The problem -
Look for "Question. For every instance of the tactical" in the entries below. Then write out exactly the line that holds it and every line after it, to the last, and nothing else.

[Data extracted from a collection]
_ _ _ _
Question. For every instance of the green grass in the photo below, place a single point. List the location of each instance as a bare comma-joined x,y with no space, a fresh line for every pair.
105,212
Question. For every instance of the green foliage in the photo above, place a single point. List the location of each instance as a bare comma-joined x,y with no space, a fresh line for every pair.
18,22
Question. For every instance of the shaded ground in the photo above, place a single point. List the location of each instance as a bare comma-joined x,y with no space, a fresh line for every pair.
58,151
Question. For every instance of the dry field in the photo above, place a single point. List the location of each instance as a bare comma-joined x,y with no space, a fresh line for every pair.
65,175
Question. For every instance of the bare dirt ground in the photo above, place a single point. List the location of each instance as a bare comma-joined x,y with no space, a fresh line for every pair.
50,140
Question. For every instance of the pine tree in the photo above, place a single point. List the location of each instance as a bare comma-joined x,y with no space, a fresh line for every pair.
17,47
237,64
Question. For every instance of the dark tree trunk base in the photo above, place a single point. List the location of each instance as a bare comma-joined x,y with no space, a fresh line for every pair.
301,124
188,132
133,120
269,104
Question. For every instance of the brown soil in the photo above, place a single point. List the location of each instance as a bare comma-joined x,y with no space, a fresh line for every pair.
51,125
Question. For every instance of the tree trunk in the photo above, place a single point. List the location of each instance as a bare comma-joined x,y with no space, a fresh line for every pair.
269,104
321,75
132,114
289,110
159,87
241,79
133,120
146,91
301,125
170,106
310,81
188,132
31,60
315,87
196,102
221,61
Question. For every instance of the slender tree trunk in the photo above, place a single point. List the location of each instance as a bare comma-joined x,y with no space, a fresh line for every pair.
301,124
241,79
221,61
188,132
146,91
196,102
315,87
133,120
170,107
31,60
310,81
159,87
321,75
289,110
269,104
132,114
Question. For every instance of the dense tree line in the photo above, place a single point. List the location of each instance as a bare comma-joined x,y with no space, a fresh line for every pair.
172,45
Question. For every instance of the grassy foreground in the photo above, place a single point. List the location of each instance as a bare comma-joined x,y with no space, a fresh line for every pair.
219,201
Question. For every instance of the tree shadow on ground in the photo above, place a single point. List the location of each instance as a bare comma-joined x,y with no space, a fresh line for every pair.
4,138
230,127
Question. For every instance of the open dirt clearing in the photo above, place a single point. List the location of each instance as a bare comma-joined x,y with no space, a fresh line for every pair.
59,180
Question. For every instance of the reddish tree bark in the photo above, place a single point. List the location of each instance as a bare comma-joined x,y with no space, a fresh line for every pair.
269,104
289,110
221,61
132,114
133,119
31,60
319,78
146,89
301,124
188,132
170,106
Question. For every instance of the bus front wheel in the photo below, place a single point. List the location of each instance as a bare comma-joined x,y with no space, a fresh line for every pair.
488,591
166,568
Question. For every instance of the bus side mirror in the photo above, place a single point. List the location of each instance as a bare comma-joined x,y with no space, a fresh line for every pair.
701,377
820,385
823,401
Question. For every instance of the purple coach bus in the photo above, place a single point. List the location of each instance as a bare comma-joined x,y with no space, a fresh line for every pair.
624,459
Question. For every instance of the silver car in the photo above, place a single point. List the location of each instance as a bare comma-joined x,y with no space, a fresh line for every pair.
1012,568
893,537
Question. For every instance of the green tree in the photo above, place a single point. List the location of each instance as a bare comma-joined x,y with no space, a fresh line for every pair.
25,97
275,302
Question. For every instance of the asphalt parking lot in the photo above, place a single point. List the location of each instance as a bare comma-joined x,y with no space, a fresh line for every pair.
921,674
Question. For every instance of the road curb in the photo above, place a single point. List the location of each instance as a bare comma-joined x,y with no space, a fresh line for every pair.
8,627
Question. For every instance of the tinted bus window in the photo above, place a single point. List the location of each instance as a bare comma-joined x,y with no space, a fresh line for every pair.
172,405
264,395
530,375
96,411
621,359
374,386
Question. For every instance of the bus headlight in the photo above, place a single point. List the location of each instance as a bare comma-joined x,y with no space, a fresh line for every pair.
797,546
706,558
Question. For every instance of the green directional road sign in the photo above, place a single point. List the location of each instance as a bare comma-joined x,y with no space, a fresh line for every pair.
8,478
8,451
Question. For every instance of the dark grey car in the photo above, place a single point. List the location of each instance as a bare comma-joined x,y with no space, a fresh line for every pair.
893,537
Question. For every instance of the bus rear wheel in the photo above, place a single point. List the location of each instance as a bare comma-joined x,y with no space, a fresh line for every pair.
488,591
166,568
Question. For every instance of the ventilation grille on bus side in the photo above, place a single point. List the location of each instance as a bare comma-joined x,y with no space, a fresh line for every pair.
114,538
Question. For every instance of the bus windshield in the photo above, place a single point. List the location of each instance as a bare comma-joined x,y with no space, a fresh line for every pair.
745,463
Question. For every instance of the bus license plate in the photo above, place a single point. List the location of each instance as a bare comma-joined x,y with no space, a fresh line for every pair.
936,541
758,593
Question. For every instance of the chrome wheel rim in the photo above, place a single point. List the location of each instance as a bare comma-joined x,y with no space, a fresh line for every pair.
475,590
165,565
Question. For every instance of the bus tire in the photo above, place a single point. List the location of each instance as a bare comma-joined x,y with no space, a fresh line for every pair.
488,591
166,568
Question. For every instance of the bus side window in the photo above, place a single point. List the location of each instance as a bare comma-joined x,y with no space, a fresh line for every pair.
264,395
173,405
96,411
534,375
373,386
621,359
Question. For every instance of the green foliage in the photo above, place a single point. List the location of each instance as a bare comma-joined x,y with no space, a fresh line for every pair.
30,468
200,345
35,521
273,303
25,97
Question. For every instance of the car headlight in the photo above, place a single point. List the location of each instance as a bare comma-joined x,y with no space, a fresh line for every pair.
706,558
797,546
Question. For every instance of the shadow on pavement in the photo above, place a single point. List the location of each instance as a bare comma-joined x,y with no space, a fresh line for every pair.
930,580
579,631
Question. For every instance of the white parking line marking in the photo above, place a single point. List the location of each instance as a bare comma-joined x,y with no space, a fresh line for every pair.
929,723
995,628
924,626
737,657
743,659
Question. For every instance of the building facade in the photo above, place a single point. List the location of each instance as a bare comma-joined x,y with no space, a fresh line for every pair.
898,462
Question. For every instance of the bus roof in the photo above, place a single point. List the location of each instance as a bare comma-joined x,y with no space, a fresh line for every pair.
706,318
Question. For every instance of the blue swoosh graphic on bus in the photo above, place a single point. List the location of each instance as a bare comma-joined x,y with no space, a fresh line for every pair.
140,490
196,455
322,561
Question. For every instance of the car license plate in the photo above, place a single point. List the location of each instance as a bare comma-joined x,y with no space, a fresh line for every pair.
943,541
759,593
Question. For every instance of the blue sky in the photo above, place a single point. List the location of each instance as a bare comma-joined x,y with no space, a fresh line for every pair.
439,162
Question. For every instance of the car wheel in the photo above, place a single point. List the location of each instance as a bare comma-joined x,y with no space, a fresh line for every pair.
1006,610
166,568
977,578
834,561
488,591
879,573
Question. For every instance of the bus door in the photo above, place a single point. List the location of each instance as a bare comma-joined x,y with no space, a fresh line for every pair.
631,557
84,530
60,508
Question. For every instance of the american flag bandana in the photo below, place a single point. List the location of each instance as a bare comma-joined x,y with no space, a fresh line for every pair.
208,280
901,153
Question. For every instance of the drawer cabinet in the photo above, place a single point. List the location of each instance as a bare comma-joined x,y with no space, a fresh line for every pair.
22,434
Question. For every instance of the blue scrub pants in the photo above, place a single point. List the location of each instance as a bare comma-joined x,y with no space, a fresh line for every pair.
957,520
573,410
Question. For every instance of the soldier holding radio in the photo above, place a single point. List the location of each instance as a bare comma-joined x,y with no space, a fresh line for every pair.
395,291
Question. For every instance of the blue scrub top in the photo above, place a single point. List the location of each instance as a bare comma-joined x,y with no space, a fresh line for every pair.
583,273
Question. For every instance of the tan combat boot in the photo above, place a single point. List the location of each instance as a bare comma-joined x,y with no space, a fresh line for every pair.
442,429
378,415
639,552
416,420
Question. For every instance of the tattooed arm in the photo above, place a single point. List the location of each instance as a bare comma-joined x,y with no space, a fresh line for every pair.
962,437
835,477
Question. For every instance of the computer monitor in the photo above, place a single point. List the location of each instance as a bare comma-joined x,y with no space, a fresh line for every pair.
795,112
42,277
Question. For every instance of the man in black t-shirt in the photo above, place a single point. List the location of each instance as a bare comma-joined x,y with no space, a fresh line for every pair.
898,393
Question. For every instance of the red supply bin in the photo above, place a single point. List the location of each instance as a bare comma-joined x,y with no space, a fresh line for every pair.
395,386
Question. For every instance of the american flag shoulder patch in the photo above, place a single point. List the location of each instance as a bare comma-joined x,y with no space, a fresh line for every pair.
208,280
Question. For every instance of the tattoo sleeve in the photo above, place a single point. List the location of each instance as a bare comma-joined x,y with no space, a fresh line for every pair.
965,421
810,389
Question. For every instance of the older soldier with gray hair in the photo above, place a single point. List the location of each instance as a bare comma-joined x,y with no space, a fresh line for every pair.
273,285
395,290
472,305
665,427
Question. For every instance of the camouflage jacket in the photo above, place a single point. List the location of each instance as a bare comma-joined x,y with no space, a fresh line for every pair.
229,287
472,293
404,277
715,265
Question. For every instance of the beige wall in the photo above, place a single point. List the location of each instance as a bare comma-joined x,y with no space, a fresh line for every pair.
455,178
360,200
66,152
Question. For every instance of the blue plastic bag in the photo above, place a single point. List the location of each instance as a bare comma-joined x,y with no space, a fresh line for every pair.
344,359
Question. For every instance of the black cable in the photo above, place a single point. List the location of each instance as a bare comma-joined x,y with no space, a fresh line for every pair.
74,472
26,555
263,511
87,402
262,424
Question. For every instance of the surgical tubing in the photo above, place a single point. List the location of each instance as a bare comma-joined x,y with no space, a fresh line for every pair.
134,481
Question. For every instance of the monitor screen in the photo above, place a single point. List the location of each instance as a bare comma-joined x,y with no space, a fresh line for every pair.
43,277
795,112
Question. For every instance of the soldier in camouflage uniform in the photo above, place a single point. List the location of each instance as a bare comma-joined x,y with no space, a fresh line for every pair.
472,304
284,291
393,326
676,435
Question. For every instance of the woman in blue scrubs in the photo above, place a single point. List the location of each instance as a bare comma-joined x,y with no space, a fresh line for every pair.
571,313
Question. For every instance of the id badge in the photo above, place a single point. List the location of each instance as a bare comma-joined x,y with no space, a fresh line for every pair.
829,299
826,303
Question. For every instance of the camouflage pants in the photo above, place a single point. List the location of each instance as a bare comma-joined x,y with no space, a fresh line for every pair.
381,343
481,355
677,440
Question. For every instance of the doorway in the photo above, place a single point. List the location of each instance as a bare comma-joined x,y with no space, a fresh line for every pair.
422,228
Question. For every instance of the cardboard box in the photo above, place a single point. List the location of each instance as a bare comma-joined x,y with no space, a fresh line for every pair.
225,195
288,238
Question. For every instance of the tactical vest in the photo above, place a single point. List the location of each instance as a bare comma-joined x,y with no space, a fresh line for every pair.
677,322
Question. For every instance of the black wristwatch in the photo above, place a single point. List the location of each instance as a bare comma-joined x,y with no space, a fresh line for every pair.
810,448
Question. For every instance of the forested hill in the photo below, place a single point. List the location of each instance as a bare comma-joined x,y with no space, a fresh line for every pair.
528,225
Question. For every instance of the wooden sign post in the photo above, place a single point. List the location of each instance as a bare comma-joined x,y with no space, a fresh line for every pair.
_ _ _ _
Written response -
Question. For every instance of the tactical vest in the photo above, place a single point. List the location of each instance as a bare comma-joined x,y with no space, a fresh line for every pair.
677,322
Question. For every instance of the black wristwatch in the photo above, place a single point. List the location of each instance as a bare comma-joined x,y with no space, a fresh line for every pair.
810,448
Question. For every instance of the forested hill in the photo below, place a single point. List the location of each instance as a bare comma-joined x,y with no space, a fresh line for every pair.
528,225
Question. For every instance of the wooden sign post in the photo above, place a single point. List the location of each instance as a bare comma-joined x,y with no space, a fresh line for every pair.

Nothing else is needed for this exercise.